Entscheidungsstichwort (Thema)
Sozialhilfe. Bestattungskosten. örtliche Zuständigkeit nach § 98 Abs 3 Alt 1 SGB 12 trotz Entfallens der laufenden Leistungspflicht wegen frühzeitigen Versterbens des Hilfebedürftigen. Bedarfszeitraum. Gesetzesauslegung. keine Zuständigkeit des Sozialhilfeträgers des Sterbeortes nach § 98 Abs 3 Alt 2 SGB 12
Leitsatz (amtlich)
Eine Leistung von Sozialhilfe bis zum Tode iS von § 98 Abs 3 SGB 12 liegt auch dann vor, wenn aufgrund des frühzeitigen Versterbens des Hilfeempfängers im Sterbemonat der bisher regelmäßig gedeckte Bedarf des Hilfeempfängers allein durch dessen Versterben entfällt. Sinn und Zweck der Norm gebieten eine erweiternde Auslegung auch im Fall der Gewährung von Sozialhilfeleistungen nach dem Netto-Prinzip.

§ **DEINE AUFGABEN**:
1. Gib den Absatz im Text zu den Bestattungskosten, der mit „Eine Leistung von Sozialhilfe bis zum Tode“ beginnt, kürzer wieder und behalte seine wesentlichen Aussagen bei.
2. Führe den Text zu den Bestattungskosten nach seinem letzten Satz fort.

[Auszüge aus Begrenzungsrahmen-Daten]
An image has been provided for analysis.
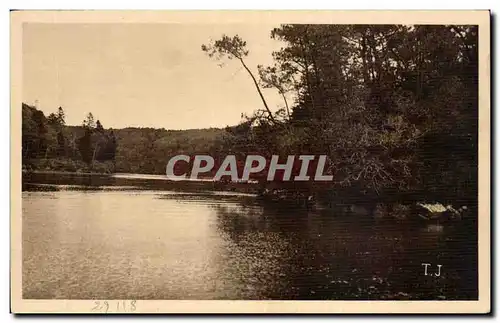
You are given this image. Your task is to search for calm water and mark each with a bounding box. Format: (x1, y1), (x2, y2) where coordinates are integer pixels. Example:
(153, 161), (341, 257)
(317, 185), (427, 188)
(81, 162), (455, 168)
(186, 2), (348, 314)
(22, 189), (477, 299)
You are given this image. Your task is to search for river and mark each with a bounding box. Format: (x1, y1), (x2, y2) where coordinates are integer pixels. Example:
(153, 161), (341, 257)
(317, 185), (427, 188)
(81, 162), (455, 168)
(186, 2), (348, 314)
(22, 182), (477, 300)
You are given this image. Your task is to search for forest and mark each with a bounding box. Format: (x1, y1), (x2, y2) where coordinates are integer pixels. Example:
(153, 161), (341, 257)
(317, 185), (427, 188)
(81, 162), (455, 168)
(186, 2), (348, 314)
(23, 24), (478, 209)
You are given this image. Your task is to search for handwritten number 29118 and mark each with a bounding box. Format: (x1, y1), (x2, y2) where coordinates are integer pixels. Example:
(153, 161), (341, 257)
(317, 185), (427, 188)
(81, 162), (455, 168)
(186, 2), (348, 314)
(92, 300), (136, 313)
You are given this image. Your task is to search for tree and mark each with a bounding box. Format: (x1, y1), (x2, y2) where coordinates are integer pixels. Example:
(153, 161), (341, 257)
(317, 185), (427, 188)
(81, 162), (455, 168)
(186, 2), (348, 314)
(201, 35), (276, 123)
(83, 112), (96, 129)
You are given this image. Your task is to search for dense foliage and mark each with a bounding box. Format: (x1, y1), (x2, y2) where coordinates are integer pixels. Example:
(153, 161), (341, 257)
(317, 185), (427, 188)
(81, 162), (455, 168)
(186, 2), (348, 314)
(23, 25), (478, 209)
(202, 25), (478, 208)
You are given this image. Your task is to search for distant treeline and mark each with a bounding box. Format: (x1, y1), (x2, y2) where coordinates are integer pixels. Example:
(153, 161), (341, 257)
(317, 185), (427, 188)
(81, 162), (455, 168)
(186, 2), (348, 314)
(22, 103), (224, 174)
(23, 25), (478, 205)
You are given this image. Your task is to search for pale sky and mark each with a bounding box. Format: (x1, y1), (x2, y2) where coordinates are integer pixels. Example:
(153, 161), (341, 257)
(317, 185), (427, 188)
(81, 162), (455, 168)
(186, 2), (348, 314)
(23, 23), (283, 129)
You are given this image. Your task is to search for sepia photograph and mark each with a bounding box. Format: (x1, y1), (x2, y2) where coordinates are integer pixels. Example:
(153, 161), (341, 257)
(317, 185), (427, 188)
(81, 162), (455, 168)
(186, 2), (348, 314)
(11, 11), (490, 313)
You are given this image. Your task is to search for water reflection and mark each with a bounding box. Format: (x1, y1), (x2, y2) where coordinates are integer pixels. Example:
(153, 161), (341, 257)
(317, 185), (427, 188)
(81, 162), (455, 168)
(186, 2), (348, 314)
(23, 190), (477, 299)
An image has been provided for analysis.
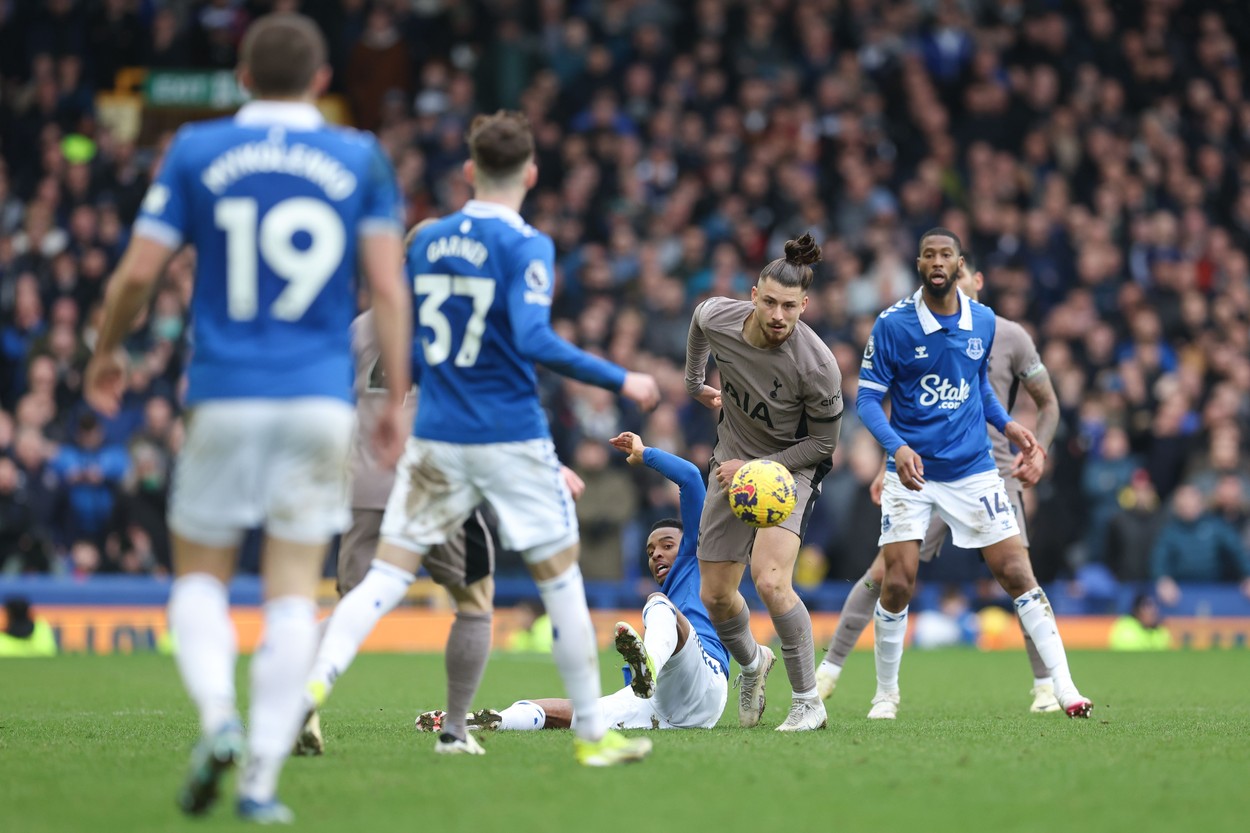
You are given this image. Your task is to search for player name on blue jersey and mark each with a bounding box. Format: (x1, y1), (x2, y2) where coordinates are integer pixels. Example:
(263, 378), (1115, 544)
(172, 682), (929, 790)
(860, 290), (1009, 482)
(408, 200), (625, 444)
(135, 101), (403, 404)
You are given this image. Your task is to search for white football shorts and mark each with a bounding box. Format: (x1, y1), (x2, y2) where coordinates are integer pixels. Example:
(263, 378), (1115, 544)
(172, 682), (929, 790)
(878, 472), (1020, 549)
(920, 478), (1029, 562)
(381, 437), (578, 563)
(169, 396), (355, 547)
(574, 630), (729, 729)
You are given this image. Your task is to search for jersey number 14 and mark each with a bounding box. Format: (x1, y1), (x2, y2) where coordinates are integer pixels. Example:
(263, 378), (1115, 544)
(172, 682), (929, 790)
(414, 275), (495, 368)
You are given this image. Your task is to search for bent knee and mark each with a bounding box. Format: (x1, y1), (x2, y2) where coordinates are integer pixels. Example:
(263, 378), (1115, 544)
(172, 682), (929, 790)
(881, 570), (916, 599)
(999, 558), (1038, 595)
(699, 587), (738, 618)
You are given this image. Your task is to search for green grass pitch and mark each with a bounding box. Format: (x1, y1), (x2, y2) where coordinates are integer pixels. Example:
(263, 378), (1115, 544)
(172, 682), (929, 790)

§ **LÖSUNGEN JE AUFGABE**:
1. Sozialhilfe wird auch dann bis zum Tode im Sinne von § 98 Abs 3 SGB 12 geleistet, wenn der bisher regelmäßig gedeckte Bedarf nur deshalb entfällt, weil der Hilfeempfänger früh im Sterbemonat stirbt. Sinn und Zweck der Norm verlangen diese erweiternde Auslegung auch bei Leistungen nach dem Netto-Prinzip.

2.
Orientierungssatz
1. Bei der Hilfe zum Lebensunterhalt ist als Bedarfszeitraum der jeweilige Kalendermonat anzusehen (vgl BVerwG vom 22.4.2004 - 5 C 68.03 = BVerwGE 120, 339 = FEVS 56, 485).
2. Eine Gesetzesauslegung gegen den ansonsten eindeutigen Wortlaut ist nicht ausgeschlossen, wenn der Zusammenhang der ihrem Wortlaut nach klaren Vorschrift mit anderen Vorschriften des Gesetzes ergibt, dass die Vorschrift nicht das aussagen will, was sie ihrem Wortlaut nach auszusagen scheint (vgl OVG Münster vom 13.8.2001 - 12 A 4097/99 = FEVS 53, 283).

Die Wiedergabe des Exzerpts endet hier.